SELECTED PASSAGE:
start

Instead of taking the limelight herself, however, she hopes that it’s their particular business model that catches on with other business owners: the attention to quality ingredients, tradition and owners who value and support their employees and community. They have less than 20% turnover, and when the employees leave, typically it’s to go on to do something else that furthers their education or career.
“We want them to succeed,” Jimison said, “even if that means leaving us to go do it.”
Given her background, it’s not surprising that most of her employees are artists supporting their crafts by waiting tables. This is her crowd, she said, and where she feels most comfortable.
“We also believe in promoting them within our company,” she said, which means taking the time to train them to do specialized tasks and paying for them to learn more about their products, beers and wines.
In coming months, she also plans to add pasta to the menu, after a trip the couple took last year to Italy, where they met some of their vendors, ate at top restaurants that literally brought tears to their eyes, and took cooking classes from renowned chef Massimo Bottura, who taught Jimison to make pasta Italian-style. Because it would take 12 hours a day to roll out all that pasta, they bought a top-line Italian pasta maker to roll out their homemade dough.
Sometimes, there’s a compromise, but they try to stay as authentic to the traditions as possible and don’t mind investing in top-of-the-line machinery to augment their traditional tools.
Many Italians were surprised to hear that they still use a wood-burning oven at Pizza Carrello, as most have switched over to electric, something Jimison refuses to do.
“There’s such an art to it,” she said, “and I can’t ever imagine ever giving that up.”

end

Dataset extracts labeled with boxes:
start

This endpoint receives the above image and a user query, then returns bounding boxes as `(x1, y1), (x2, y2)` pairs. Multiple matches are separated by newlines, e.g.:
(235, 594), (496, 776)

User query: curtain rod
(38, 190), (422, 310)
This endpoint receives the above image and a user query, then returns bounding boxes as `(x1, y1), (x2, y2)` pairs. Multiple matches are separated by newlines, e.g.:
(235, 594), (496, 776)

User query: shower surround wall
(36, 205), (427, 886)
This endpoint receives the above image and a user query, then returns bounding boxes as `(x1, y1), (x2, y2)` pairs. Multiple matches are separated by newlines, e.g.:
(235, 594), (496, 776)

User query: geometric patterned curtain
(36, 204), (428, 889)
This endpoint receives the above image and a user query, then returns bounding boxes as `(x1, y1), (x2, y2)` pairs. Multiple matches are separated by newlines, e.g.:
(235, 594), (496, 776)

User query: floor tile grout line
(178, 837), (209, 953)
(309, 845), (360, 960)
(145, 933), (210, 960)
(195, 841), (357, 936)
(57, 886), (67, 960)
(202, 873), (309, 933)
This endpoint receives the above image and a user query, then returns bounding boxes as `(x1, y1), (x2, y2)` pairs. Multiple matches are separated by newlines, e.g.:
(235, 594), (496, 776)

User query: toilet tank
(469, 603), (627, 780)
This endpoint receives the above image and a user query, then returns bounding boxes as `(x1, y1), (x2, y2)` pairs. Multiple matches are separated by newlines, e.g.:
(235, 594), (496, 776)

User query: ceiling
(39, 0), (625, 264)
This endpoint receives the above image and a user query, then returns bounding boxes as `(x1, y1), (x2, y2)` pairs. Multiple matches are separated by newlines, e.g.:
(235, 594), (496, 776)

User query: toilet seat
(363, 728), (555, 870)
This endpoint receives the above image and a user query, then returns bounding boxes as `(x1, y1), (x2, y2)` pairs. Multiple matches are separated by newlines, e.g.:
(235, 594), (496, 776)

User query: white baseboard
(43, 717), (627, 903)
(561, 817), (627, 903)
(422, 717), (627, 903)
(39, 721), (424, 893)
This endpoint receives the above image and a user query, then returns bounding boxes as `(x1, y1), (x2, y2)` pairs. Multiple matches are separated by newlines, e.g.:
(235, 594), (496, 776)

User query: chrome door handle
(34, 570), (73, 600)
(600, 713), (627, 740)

end

WRITTEN EXERCISE: Copy the passage about Jimison's restaurant, beginning at the words "In coming months, she" and ending after "their homemade dough.", and change "cooking classes" to "cooking lessons". None of these data are needed.

ANSWER TO THE PROBLEM:
In coming months, she also plans to add pasta to the menu, after a trip the couple took last year to Italy, where they met some of their vendors, ate at top restaurants that literally brought tears to their eyes, and took cooking lessons from renowned chef Massimo Bottura, who taught Jimison to make pasta Italian-style. Because it would take 12 hours a day to roll out all that pasta, they bought a top-line Italian pasta maker to roll out their homemade dough.